EXTRAIT SOURCE

Les gens de Tripoli demandèrent alors de l’aide au Bey de Tunis pour
les délivrer du gouvernement tyrannique de ‘Ali Bourghoul et en l’an
1209 de l’Hégire (1795), une force tunisienne débarqua en Libye.
‘Ali Bourghoul quitta Tripoli en prenant avec lui les trésors saisis
après un règne de dix-sept mois seulement.
Youssouf Qarmanli
Les Tunisiens installèrent à sa place Ahmad Qarmanli, le fils
aîné de ‘Ali Qarmanli, comme souverain de Tripoli mais il fut
renversé par son frère Youssouf Qarmanli qui reçut le support des
tribus tandis que le gouvernement de Turquie approuva sa dominance.
Youssouf Qarmanli construisit une formidable flotte et partagea les
activités des capitaines barbaresques et les navires des états
européens devaient payer des taxes pour pouvoir naviguer en toute
sécurité à travers la Méditerranée.
Aussi longtemps que les états européens furent impliqués dans les
guerres napoléoniennes, les affaires de pirateries prospérèrent à
l’avantage de Tripoli. Après la défaite de Napoléon lors de la
bataille de Waterloo en l’an 1240 de l’Hégire (1825) et sous la
pression des puissances occidentales, les activités des barbaresques
prirent fin et Tripoli fit face à des difficultés financières.
Jusqu’ici, Tripoli avait le monopole de commerce avec Malte mais
sous la pression des Britanniques, Tripoli dut renoncer au monopole
et cela aggrava ses difficultés financières. Pour compenser les
pertes de l’état, Youssouf Qarmanli se tourna vers la reprise du
commerce transsaharien et la Libye établit son contrôle sur la route
commerciale de Tripoli-Bomou.
Les Britanniques exploitèrent le contrôle de la Libye sur la route
commerciale transsaharienne pour promouvoir l’exploration intérieure
de l’Afrique en envoyant des missions et le gouvernement de la Libye
était censé être responsable de la protection des explorateurs.
Un des explorateurs fut assassiné à Tombouctou en l’an 1241 de
l’Hégire (1826) et les Britanniques rendirent Youssouf Qarmanli et
le consul français responsables du meurtre de l’explorateur. La
rivalité entre les Britanniques et les Français compliqua la
situation politique de Tripoli. Les choses devinrent plus
compliquées, quand en l’an 1245 de l’Hégire (1830), Youssouf
Qarmanli fut forcé sous la menace d’une invasion française de
s’abstenir de prendre part aux hostilités émanant de l’occupation
française de l’Algérie.
Par le traité signé avec la France, Youssouf Qarmanli s’engagea à
contrôler la piraterie et limiter sa flotte et cette servilité
envers les Français diminua le prestige du gouvernement de Youssouf
Qarmanli. De plus, faisant face à des difficultés financières, le
gouvernement confisqua les propriétés des citoyens pour différents
prétextes qui engendrèrent un mécontentement général qui culmina
avec la rébellion de ‘Abdel Jalil Sayf an-Nasr, le chef de la tribu
des Awlad Souleyman en l’an 1246 de l’Hégire (1831).

CONSIGNE 1
Répondez à ces questions sur l'extrait consacré à l'histoire de Tripoli :
(a) Combien de temps a duré le règne de ‘Ali Bourghoul ?
(b) Qui a renversé Ahmad Qarmanli ?
(c) Dans quelle ville un explorateur a-t-il été assassiné en 1826 ?
CONSIGNE 2
Prolongez l'extrait sur l'histoire de Tripoli en reprenant juste après sa dernière phrase.

DONNÉES SOURCES
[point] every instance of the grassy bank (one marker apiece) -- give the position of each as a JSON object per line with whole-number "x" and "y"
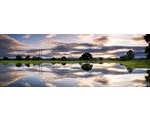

RÉPONSE 1
(a) Dix-sept mois seulement.
(b) Son frère, Youssouf Qarmanli.
(c) À Tombouctou.

RÉPONSE 2
La tribu prit Fezzan et renia l’allégeance à Youssouf Qarmanli
tandis que les consuls britannique et français aggravèrent la
situation en soutenant les partis rivaux de Libye. Pour contrer les
difficultés financières, Youssouf Qarmanli obtint des prêts de
négociants étrangers mais il ne fut pas capable de les rembourser.
En l’an 1246 de l’Hégire (1832), un escadron naval britannique
arriva à Tripoli pour demander le remboursement des prêts aux
créanciers britanniques mais le gouvernement n’avait pas d’assez
d’argent pour rembourser le prêt.
Dans cette crise, le gouvernement dut prélever des impôts spéciaux
sur les tribus qui avaient été jusqu’ici exemptes du paiement de
taxes. Les tribus se révoltèrent et proclamèrent Muhammad
Qarmanli, le fils de Youssouf, leur Pacha.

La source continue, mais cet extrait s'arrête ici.